OBJECTIVE 1:
Answer these questions using the passage about Gadget & the Gadgetinis:
(a) What is the number and title of the episode in which Brain appears as a special guest?
(b) Who voiced Penny?
(c) Who wrote and performed the main title song for the English-speaking version?
OBJECTIVE 2: Copy everything in the Gadgetinis passage from "The French end credits to" down to "an emotional reunion.".

While Brain and Chief Quimby are mainly absent from the show, they do appear in pictures in Gadget's house. Each also appears as a special guest in one episode. Brain appears in episode 36, No Brainer, which reveals that, having been traumatized after years of pain while saving Gadget and Gadget mistaking him for M.A.D. Agents, he retired from crime-fighting to live in a riverside house, which only Penny knows about. The mere mention of the word "gadget" is enough to drive him frantic. Brain is also mentioned in the episode, Roverre. Chief Quimby appears in episode 45, Super Boss Gadget. They both appear on television in the episode, Too Many Gadgets.

The French end credits to the series show a series of sketches of Penny going to visit Brain at his riverside home. The pair enjoy an emotional reunion.

Maurice LaMarche continued as Gadget's voice, reprising his role from the Sunday Movie Toon, "Inspector Gadget's Last Case", as did Brian Drummond (Dr. Claw) and Tegan Moss (Penny).

Jean-Michel Guirao composed the musical underscore, and the main title song for the English-speaking version was written and performed by Mike Piccirillo. However, the European and French theme songs for "Gadgetinis" were explicitly different: The French version's theme, composed by Noam Kaniel and David Vadant, sounded very close to Shuki Levy and Haim Saban's original Inspector Gadget theme, and was in fact based on the original series' theme song. (The French end credits for the show state: "Musique des génériques: Noam Kaniel, David Vadant, K.I.A. productions. D'après le "Thème de l'Inspecteur Gadget". Musique originale de Haim Saban et Shuki Levy.") The reason this was possible - even though DiC Entertainment (which owned Inspector Gadget) no longer had the rights to Levy and Saban's theme music - is probably that Gadget & the Gadgetinis was produced primarily by the French animation studio SIP Animation, which at the time of production was owned by Haim Saban.

INFORMATION SHOWN:
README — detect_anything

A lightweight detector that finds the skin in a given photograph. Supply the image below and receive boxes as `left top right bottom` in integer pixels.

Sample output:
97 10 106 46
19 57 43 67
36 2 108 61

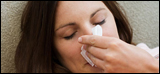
55 1 159 73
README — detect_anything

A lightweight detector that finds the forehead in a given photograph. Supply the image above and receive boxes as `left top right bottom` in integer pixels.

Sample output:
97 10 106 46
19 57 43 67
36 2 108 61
56 1 107 28
57 1 104 15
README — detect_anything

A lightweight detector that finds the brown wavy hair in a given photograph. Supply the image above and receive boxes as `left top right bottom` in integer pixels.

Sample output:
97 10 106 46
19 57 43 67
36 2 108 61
15 1 132 73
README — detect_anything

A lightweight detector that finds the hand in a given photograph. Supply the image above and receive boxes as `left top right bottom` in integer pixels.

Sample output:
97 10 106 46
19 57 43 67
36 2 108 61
78 35 159 73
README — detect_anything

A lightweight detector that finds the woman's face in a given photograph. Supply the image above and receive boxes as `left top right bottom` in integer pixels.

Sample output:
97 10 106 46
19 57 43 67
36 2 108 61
55 1 119 72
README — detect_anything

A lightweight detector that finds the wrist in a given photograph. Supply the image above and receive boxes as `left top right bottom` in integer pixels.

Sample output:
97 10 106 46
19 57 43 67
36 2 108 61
148 59 159 73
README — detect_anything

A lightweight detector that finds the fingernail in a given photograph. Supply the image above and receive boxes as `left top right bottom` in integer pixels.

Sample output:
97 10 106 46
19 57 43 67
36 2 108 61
83 45 87 50
78 37 82 42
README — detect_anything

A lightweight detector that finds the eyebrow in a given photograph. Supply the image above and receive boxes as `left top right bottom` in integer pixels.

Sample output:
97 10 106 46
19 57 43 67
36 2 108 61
55 8 105 31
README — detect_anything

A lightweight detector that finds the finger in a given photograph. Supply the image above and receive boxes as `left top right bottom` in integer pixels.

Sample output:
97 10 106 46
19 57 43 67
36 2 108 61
86 46 107 60
78 35 113 48
87 52 105 69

TASK OUTPUT 1:
(a) Episode 36, No Brainer
(b) Tegan Moss
(c) Mike Piccirillo

TASK OUTPUT 2:
The French end credits to the series show a series of sketches of Penny going to visit Brain at his riverside home. The pair enjoy an emotional reunion.